● Given passage:

2011(9th of Adar I, 5771): Herschel W. Leibowitz, a Penn State University psychologist who was among the first scientists to explore how the mind can misinterpret what the eye sees at night, a phenomenon that contributes to traffic accidents passed away today in State College, PA at the age of 85 (As reported by Benedict Carey)


2011: In “Jews in U.S. Are Wary In Happiness For Egypt” Laurie Goodstein described the mixed feelings that American Jewish leaders have concerning the current political upheaval in the Land of the Pharoahs.


2012: Nathan Englander, author “What We Talk About When We Talk About Anne Frank” a work of fiction that reportedly has nothing to do with the life of one of the Holocaust’s most famous victims, is scheduled to appear at the Historic 6th& Synagogue in Washington, DC.


2012(20th of Shevat, 5772): Ninety-four year old “Lillian Bassman, a magazine art director and fashion photographer who achieved renown in the 1940s and ’50s with high-contrast, dreamy portraits of sylphlike models, then re-emerged in the ’90s as a fine-art photographer after a cache of lost negatives resurfaced” passed away today. (As reported by William Grimes)

2012: “The Cantor’s Son” is scheduled to be shown at the Atlanta Jewish Film Festival in Atlanta, GA


2012:The wife of an Israeli diplomat was moderately wounded today when a car bomb exploded outside of Israel's embassy in the Indian capital of New Delhi. Also today, a Georgian worker employed by the Israeli embassy in Tbilisi alerted police after noticing a strange object attached to a car assigned to the Israeli envoy to the country.


2013:Yeshiva University Museum is scheduled to present: “It's a Thin Line: The Eruv and Jewish Community in New York and Beyond.”

● Stored records:
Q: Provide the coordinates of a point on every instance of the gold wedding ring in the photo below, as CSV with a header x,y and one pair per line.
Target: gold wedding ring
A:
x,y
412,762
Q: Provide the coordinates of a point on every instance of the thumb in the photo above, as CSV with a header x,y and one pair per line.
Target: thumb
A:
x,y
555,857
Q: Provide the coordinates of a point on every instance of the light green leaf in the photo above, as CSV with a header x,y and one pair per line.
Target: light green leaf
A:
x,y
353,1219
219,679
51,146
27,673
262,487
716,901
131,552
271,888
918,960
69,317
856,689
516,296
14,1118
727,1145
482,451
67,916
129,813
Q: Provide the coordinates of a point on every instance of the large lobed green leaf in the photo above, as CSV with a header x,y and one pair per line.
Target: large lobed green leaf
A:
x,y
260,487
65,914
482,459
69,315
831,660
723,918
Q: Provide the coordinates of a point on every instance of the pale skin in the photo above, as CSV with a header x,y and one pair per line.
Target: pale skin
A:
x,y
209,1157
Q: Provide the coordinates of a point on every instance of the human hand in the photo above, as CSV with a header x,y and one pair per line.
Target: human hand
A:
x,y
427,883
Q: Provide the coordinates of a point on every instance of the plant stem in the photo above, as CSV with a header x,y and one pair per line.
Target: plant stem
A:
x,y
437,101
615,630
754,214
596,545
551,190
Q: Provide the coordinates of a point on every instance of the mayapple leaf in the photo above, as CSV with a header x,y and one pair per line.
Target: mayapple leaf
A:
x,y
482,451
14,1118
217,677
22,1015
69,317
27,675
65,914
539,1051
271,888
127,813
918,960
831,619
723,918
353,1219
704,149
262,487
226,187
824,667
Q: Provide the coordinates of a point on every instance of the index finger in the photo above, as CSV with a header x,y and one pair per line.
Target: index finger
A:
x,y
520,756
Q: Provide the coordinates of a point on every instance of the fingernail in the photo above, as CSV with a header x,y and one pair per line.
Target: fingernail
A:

● Exercise brief: Add further entries to the dated chronicle of Jewish events, picking up after its 2013 entry about the Yeshiva University Museum exhibit on the eruv.

● Output:
 
2013: American Jewish Historical Society to present “The Sixties and Jewish Celebrity”


2013: Leon Wieseltier, noted writer and literary editor of The New Republic, is one of five recipients of the 2013 Dan David Prize, the foundation committee announced.


2013: The exposure in the Australian media this week of alleged former Mossad agent Ben Zygier, who reportedly committed suicide in Ramle’s Ayalon Prison two years ago, could have very dramatic repercussions for ongoing Mossad operations, Israeli media reported tonight


2013: Today Israel’s state prosecution asked the Jerusalem District Court to sentence a man dubbed the “Jewish terrorist” to two back-to-back life sentences plus 70 years’ imprisonment for his crime of double murder, saying society should to take away Jacob (Jack) Tytell’s freedom “until the end of his days.” Tytell, an American-born Israeli Jew who was convicted in January of murdering two Palestinians and wounding two Israelis in a series of violent acts, “trampled, in his actions, every possible value human society is founded upon,” prosecutor Sagi Ofir explained during the sentencing hearing


2014: The Center for Jewish History is scheduled to host “Loyalty Betrayed: Jewish Chaplains in the German Army during the First World War” during which Peter Applebaum will discuss the role of the 30 Jewish chaplains who ministered to the 100,000 Jewish soldiers fighting for the Kaiser.


2014: The Jewish Museum is scheduled to host “Hard Talks: Is Psychoanalysis a Hoax?” moderated by author and communications scholar Liel Leibovitz, featuring Daphne Merkin, a contributing writer at the New York Times Magazine and Tablet Magazine and Ben Kafka, Associate Professor of Media Theory and History at New York University


2014:  In “Israel: Life on the Kibbutz – Past, Present & Future,” Ido Rakovsky is scheduled to talk about his life on Kibbutz Ein Hashoftet” at the JCC of Northern Virginia.


2014: The Center for Jewish History is scheduled to host “Unresolved History: Jews and Lithuanians after the Holocaust,” a roundtable discussion about the challenges facing Litvaks in the 21st century.